▸ TRABALHO SOLICITADO
Por favor, liste todas as linhas dos registros abaixo que contêm a palavra "white". Diferencie maiúsculas de minúsculas.

▸ DADOS PARA USO
· · ·

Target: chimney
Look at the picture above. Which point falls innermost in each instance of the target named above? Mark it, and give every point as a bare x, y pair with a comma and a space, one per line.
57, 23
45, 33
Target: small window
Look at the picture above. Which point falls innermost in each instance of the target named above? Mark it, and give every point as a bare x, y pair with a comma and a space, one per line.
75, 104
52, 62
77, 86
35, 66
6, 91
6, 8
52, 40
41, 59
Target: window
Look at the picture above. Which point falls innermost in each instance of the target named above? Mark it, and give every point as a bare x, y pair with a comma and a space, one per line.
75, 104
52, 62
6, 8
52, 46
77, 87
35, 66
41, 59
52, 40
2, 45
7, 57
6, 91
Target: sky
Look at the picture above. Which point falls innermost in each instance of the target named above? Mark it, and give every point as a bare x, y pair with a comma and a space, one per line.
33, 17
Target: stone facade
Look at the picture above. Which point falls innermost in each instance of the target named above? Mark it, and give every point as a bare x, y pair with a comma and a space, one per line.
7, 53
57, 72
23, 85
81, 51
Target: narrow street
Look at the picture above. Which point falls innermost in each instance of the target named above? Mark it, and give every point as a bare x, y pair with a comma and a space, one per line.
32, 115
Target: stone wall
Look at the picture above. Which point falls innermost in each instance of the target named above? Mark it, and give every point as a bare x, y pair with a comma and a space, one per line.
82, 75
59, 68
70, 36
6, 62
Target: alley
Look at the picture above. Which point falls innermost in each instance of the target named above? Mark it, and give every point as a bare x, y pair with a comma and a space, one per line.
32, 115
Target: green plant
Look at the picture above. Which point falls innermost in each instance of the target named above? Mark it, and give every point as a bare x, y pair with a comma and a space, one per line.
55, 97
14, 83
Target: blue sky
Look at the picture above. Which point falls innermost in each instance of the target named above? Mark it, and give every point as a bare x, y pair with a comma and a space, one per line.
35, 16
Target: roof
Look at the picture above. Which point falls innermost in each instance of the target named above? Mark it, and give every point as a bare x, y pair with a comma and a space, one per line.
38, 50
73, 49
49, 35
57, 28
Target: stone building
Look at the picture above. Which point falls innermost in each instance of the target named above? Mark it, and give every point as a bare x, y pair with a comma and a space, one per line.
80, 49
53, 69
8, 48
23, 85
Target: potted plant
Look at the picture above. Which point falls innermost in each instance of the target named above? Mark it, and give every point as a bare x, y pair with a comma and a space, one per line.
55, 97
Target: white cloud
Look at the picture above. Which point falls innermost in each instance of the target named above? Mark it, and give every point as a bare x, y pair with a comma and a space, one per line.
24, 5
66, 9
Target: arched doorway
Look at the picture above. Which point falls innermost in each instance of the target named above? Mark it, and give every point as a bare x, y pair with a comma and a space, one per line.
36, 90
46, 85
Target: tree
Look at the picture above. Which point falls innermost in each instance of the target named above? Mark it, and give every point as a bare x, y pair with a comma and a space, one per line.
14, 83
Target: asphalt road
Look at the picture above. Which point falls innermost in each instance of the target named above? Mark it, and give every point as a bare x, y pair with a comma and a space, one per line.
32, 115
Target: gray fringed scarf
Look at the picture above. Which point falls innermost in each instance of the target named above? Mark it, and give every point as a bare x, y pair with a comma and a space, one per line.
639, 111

· · ·

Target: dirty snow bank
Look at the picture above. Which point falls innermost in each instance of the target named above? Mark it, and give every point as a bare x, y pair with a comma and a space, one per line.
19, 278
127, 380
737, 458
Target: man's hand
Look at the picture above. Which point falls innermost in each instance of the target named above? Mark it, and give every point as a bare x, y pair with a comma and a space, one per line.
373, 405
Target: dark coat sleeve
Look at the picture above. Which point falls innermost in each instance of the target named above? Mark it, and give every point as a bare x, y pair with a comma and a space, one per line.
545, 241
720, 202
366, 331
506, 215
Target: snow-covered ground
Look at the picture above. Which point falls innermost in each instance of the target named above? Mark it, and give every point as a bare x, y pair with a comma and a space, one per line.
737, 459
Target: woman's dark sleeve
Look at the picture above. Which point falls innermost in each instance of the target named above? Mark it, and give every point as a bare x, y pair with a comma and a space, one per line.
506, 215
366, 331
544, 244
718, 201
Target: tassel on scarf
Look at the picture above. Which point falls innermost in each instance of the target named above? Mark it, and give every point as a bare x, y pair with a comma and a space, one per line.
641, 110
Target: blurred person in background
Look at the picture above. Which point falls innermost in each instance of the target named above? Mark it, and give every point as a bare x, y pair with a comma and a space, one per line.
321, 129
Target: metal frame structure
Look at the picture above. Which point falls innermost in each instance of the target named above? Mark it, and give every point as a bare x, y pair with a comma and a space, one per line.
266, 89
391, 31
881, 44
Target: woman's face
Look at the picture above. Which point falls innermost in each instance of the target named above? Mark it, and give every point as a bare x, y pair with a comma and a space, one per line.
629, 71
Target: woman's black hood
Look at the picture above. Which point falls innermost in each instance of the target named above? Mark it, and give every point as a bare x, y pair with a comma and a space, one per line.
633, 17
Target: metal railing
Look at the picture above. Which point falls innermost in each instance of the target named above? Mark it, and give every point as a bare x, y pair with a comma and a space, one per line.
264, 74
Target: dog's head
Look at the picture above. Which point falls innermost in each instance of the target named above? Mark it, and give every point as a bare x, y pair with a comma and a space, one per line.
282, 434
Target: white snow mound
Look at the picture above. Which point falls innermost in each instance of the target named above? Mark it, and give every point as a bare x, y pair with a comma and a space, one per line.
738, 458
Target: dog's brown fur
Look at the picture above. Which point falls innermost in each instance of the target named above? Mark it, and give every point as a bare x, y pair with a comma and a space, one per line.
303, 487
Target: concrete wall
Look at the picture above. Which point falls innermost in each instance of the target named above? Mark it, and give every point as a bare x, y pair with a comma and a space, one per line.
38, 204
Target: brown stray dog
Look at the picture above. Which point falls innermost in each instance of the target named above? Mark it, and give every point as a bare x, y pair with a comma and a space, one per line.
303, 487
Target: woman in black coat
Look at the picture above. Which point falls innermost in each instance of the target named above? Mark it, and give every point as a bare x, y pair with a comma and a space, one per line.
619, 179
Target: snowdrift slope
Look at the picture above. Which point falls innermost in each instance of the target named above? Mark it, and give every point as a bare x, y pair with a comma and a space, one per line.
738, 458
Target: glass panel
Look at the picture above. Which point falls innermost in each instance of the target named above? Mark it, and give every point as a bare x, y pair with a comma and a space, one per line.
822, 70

· · ·

▸ RESULTADO DA TAREFA
Target: white cloud
Target: white snow mound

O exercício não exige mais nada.